Implementing sequence numbers correctly in the handshake protocol has some
subtle requirements implied in the phrase "(at least notionally)" in the last
paragraph of section 4.2.2. Section 4.2.1 says that there can be multiple round
trips where a server keeps telling a client to use different cookies. The spec
contains no upper bound on the number of exchanges there could be, but it also
implies that each HelloVerifyRequest should have a new sequence number. Couple
that with a stateless server, and the only way a correct implementation can
work is for the server to accept *any* sequence number from a client for a
ClientHello and use that as an initial sequence number for its responses. I
don't know whether those semantics were intended. Either way the text should
probably explain what to do or implementers are likely to do incompatible
things.

Just as the cookie exchange was added to DTLS because TLS got that benefit by
running over TCP, there is another problem which this protocol does not appear
to address very well. If a connection is broken uncleanly (e.g. an endpoint
crashes) and then someone attempts to create a new connection between the same
IP addresses and UDP ports (e.g. an endpoint reboots), there appears to be no
way in this protocol to distinguish a plaintext ClientHello from a malformed
encrypted packet on the old connection. Since the best practice for a server is
to silently discard malformed encrypted packets, when a client reboots and
tries to reconnect it is likely that the server will appear dead. It would have
been helpful if in the record header the Type field distinguished an encrypted
handshake message from an unencrypted handshake message in order to identify
this case. In the case of a fixed pair of UDP ports communicating, it would
still be tricky to recover (since this could be confused with a DoS attack),
but at least the server could figure out what was probably going on. Then it
could implement some strategy like killing the DTLS connection if it had not
received any messages in the last X minutes. This problem doesn't come up for
TLS because the initialization of a TCP connection includes a SYN message that
does not appear in the middle of a connection and random ISNs that prevent
accidental aliasing of connections.

Nits/Typos:

Section 4.1 next to last line: "In an other case" -> "In any other case"
Section 4.1.2.7 formatting glitch (spacing) from copying text from one document
to another

^^^^^^^^^^^^^^^^

Written request:
Answer these questions from the page text above.
1. Which section says there can be multiple round trips where a server keeps telling a client to use different cookies?
2. What does the page text give as the best practice for a server that receives malformed encrypted packets?
3. What change is proposed for the next-to-last line of Section 4.1?

Dataset section:
^^^^^^^^^^^^^^^^

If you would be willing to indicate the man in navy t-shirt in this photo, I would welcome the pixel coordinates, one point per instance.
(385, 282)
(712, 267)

^^^^^^^^^^^^^^^^

Completed exercise:
1. Section 4.2.1.
2. To silently discard them.
3. Changing "In an other case" to "In any other case".